What you will do:
Name every person mentioned in the text about the new Ford F-250, and give each one's title as it appears there.

Extract to read:
__________________________________________________

The new vehicle, a red 2020 Ford F-250 Crew Cab, replaces a 2000 GMC Sierra 3500 that had approximately 32,000 miles. The purchase, which was budgeted by the DPS in the 2020-21 fiscal year budget, cost approximately $34,700.

That price did not include vehicle lettering, emergency lighting or a storage box — all aspects taken into account as the DPS budgeted for $40,000. Those purchases were made prior to the vehicle being in service.

A three-person committee, composed of DPS Interim Director Mike Pettyes, Mayor Mike Carnagie and Sgt. Jason Poole, was put together to review different companies who build and sell emergency units. Visits were made to other cities to discuss performance and reliability of their units.

The decision was to bid out to multiple suppliers and manufacturing companies, Carnagie said, with PL Custom Emergency Vehicles ultimately being selected. They are located in New Jersey, with Carnagie saying there was about a 10-week delay due to that business being “hit hard” by COVID-19.

In a July 1 letter to the council and City Manager Wayne O’Neal, Pettyes said the new vehicle would be used as a first responder vehicle, as well as for the daily use of the fire sergeant. This purchase puts the fleet now at 19 vehicles, which includes two Harley Davidson motorcycles and the elimination of a leased Ford Fusion previously used by the sergeant.

“Traditionally, we did not use the utility truck for fire inspections or for the day-to-day use for the fire sergeant,” Pettyes stated in his letter. “This was primarily due to our current utility (vehicle) having an exposed generator and exposed and unsecured compartments. With this new purchase, all compartments can be secured and this vehicle will be more of a multi-use vehicle.

“Further, this truck will have a crew cab, enabling this vehicle to transport up to six employees. This is of particular importance for fire training when moving numerous employees to different sites is imperative.”

He added that the 20-year-old vehicle did not have airbags — something the National Fire Protection Association and virtually all safety entities now require as standard fare for emergency response vehicles, to help ensure the safety of its passengers.

“It’s a well-maintained vehicle, but it’s just time to go,” Pettyes said July 9, citing seat rips from decades of use. “It’s a 20-year vehicle.”

Carnagie said the new rig has a new stretcher with the latest technology, helping to lift and move patients into the unit as to avoid injuries that may occur during the loading and unloading of patients.

__________________________________________________

Information provided:
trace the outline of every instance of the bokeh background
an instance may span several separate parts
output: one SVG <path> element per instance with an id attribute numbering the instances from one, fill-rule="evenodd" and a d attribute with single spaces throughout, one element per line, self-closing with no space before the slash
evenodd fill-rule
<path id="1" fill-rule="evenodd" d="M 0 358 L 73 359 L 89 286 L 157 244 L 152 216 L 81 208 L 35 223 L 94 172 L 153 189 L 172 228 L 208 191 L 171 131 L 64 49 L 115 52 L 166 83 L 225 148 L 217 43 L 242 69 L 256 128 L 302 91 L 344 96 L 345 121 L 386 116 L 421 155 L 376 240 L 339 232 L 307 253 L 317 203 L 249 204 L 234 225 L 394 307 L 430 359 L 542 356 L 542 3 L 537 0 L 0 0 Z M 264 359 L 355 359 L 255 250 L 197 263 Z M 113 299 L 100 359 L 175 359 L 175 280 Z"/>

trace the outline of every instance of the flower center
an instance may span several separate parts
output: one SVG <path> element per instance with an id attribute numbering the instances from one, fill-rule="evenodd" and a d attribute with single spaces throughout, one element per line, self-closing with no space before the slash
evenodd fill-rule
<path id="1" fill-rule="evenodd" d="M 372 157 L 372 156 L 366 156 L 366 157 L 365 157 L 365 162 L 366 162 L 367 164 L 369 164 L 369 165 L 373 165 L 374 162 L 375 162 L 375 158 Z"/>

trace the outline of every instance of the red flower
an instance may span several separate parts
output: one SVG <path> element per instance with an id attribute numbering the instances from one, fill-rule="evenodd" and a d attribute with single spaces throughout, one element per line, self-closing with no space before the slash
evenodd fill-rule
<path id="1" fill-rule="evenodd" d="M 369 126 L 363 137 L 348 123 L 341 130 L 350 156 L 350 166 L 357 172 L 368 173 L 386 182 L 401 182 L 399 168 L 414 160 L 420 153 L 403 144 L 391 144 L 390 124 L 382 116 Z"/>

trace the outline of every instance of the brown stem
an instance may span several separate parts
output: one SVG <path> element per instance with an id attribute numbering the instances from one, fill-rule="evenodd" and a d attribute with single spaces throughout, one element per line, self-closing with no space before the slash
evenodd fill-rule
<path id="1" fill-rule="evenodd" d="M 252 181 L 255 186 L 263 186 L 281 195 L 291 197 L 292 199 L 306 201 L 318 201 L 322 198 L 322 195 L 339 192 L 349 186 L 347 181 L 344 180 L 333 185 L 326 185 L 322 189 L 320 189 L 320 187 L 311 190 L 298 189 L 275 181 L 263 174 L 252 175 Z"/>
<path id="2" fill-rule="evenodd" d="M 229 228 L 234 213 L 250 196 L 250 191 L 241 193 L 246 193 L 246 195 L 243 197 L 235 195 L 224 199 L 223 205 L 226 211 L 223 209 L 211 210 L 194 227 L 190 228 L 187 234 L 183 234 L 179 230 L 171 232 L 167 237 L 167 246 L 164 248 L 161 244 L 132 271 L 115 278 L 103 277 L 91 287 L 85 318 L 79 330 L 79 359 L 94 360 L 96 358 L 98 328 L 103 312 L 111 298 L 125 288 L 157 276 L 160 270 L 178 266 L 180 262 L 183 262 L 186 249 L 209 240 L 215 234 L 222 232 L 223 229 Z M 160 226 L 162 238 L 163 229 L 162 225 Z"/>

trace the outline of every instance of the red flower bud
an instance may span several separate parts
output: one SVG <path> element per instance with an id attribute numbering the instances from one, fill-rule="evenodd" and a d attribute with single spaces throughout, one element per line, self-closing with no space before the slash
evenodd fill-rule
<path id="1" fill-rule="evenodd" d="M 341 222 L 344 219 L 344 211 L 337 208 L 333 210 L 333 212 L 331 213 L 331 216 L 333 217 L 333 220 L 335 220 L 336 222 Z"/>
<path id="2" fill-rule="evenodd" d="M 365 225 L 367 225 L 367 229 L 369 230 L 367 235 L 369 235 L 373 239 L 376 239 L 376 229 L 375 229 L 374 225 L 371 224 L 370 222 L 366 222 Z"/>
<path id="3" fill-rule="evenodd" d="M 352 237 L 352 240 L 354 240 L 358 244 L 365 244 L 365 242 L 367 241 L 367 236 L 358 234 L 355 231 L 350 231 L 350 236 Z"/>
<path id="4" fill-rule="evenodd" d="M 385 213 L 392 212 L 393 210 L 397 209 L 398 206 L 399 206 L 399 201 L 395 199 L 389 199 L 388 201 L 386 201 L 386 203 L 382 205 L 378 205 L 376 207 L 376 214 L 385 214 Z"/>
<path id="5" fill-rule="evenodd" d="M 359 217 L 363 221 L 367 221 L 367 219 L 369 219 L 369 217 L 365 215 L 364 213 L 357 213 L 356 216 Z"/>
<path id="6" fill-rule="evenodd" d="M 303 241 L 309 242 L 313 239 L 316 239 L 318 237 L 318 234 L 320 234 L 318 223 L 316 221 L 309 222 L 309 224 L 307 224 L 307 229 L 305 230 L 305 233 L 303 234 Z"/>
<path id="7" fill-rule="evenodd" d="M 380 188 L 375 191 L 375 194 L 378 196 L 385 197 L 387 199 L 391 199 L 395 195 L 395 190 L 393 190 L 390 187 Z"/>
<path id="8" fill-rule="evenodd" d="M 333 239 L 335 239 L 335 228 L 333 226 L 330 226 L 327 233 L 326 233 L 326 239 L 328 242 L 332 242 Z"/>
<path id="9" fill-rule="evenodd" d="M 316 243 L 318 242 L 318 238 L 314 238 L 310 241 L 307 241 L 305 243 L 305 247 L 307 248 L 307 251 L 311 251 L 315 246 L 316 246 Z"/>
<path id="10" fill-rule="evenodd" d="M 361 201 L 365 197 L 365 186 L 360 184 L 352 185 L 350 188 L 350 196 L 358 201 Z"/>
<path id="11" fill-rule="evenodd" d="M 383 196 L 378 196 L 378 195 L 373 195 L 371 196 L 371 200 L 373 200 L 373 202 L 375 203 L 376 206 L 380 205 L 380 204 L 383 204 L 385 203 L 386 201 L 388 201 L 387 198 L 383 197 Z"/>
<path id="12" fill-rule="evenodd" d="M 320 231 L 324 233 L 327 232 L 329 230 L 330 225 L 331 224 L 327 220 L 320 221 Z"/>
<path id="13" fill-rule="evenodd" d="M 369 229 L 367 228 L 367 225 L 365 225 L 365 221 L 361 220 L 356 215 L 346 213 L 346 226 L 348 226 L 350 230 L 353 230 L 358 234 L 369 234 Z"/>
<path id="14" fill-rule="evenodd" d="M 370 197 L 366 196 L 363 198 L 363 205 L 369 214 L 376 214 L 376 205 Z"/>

__________________________________________________

Your solution:
- Mike Pettyes, DPS Interim Director
- Mike Carnagie, Mayor
- Jason Poole, Sgt.
- Wayne O'Neal, City Manager